Text provided:
It’s great that Max and Issac want to meet, can’t wait to see what happens when they do.

Well, let's see what happens in the future, we've just had a big revelation. And I know that it would be a pretty small and deceitful thing for a person to judge someone based on a disability, but let's hope that is not Max. I can't wait to see how it unravels myself, as I have no clue what is to come, as I have completely pantsed this book without any outline lol.

  • Like 1
On 3/9/2019 at 11:55 AM, Canuk said:

I never suspected a disability, but I did think there would be a twist. Very interested to see how this turns out.

 

Great read. Thanks.

Great to see the comment. I guess I hinted at a larger something through the entire book, and I didn't mention what it was, but I delighted that it came as a surprise. I can't wait to see how the story turns out myself, I hope you stick around until the end. :)

  • Like 1
On 3/9/2019 at 12:42 PM, Tonyr said:

I don't remember what it was either, but that might be it that made sure he was in a wheelchair.

Perhaps it was my constant annotations about not being able to do sports, or maybe it was other minor things like losing something you never thought was huge until it is gone. Ironic... right, I can't rightly remember what I fully wrote either lol.

Edited by D.K. Daniels
  • Like 1
14 hours ago, OzLoGo said:

Wow, that last paragraph really hit hard.  I didn’t see a wheelchair in the story anywhere.  I hope that Max is big enough to move right past the disability and be best friends with someone he has gotten to know so well.   I think an advantage these days with on line chats is you get to know the inner person before you see the outer person.  In the past most connections were made face to face and looks played a huge part in how far things would go. Now days it seems like more and more you get to know someone and when you see them face to face it doesn’t count for as much as it used to. The real person, that person’s innerbeing is who they really are.  I hope Issac and Max can realize they already are good friends.

Tasks to carry out:
(A) In the comment thread, how does the writer say the book was written?
(B) Extend the comment thread from the point where it stops.
The records that follow come from a different source than the comment thread.

Extracted entries:

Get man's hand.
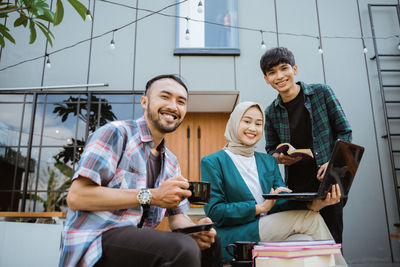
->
[190,218,217,250]
[256,187,292,215]
[307,184,342,211]
[272,152,301,166]
[150,176,192,208]
[317,161,329,181]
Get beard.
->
[147,99,182,133]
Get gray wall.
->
[0,0,400,263]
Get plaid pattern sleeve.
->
[59,117,184,266]
[265,82,352,165]
[264,95,290,155]
[73,123,126,185]
[306,83,352,165]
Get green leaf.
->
[0,35,6,47]
[68,0,87,20]
[14,16,28,27]
[35,21,54,46]
[0,24,15,44]
[36,15,53,23]
[43,9,54,22]
[53,0,64,26]
[29,19,36,44]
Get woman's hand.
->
[272,153,301,166]
[256,187,292,215]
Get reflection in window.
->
[0,92,143,211]
[174,0,240,54]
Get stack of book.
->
[253,240,342,267]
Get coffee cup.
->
[225,241,257,261]
[188,181,211,205]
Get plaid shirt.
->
[59,117,189,266]
[265,82,352,165]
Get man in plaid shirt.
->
[59,75,221,267]
[260,47,352,247]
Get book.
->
[253,244,342,258]
[258,239,336,247]
[254,255,336,267]
[276,143,314,159]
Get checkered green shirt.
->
[265,82,352,165]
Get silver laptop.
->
[263,140,364,200]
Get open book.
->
[276,143,314,159]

Responses:
(A) The writer completely pantsed it, without any outline.

(B)
I hope so too, I wish that Max does the right thing... well, in my mind anyway. Some people do find people with a disability a hindrance. Therefore, the idea is presented and I guess it is a waiting game to see what Max does with the situation. Indeed, in the olden days, people with an inability where shunned most of the time, or looked down upon, to say the least. One idea when I wrote was, I wanted the boys to have great chemistry, but have the concept of being biased on the horizon. Today, it probably doesn't present larger isolation for people in wheelchairs. Except, I can only assume it still remains, and some kids can still feel in the lightest sense of the words... odd... for having a friend with this ability. So, I wanted to have some real problems showing, and some real people who are indecisive, and capable of making mistakes.